Records from a data source:
____
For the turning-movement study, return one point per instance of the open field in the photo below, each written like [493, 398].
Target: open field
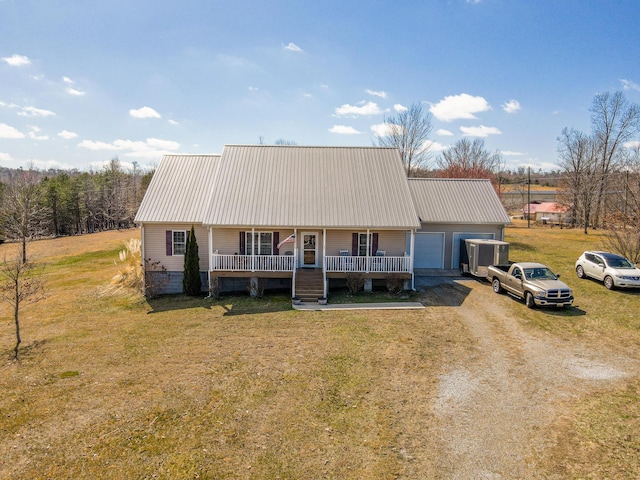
[241, 388]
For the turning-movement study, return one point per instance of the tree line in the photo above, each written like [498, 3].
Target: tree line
[35, 204]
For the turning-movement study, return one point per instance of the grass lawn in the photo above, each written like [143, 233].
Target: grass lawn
[175, 387]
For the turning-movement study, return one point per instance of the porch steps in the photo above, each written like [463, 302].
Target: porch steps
[309, 284]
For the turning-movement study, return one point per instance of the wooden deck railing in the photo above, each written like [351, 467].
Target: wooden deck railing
[253, 263]
[368, 264]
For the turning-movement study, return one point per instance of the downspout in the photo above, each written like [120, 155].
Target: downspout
[413, 237]
[368, 257]
[324, 263]
[210, 250]
[253, 248]
[144, 270]
[295, 262]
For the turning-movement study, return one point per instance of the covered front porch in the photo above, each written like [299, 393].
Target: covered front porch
[335, 253]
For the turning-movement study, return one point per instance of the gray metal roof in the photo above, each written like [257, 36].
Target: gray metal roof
[333, 187]
[180, 189]
[457, 200]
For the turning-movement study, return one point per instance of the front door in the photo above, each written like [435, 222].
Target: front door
[309, 249]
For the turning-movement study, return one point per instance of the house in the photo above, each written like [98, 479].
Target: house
[547, 212]
[306, 218]
[449, 211]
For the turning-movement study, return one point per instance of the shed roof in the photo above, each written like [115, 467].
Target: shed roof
[457, 200]
[180, 189]
[332, 187]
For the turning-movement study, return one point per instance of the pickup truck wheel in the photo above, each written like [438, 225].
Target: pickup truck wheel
[608, 282]
[528, 300]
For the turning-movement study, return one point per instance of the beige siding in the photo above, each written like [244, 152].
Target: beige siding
[393, 241]
[227, 240]
[155, 247]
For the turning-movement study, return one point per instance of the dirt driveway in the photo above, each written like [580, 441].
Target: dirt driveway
[496, 403]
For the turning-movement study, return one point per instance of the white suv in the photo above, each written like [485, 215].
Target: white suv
[614, 271]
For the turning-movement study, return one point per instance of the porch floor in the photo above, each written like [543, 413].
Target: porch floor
[361, 306]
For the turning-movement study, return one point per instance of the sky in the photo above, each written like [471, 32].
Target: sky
[84, 82]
____
**CHALLENGE**
Please copy everything from the line containing "like [543, 413]." down to the end of the items, leaving the requests and their sample coordinates unchanged. Multiply each point coordinate in the answers by 2.05 and round to whole numbers, with halves rounded up.

**ANSWER TO THE EXERCISE**
For the turning-movement study, return one point per instance of the porch floor in the photo above, each written like [543, 413].
Target: porch floor
[740, 627]
For the turning-movement study, return one point per instance of the sky in the photo above, each written like [471, 32].
Target: sky
[172, 168]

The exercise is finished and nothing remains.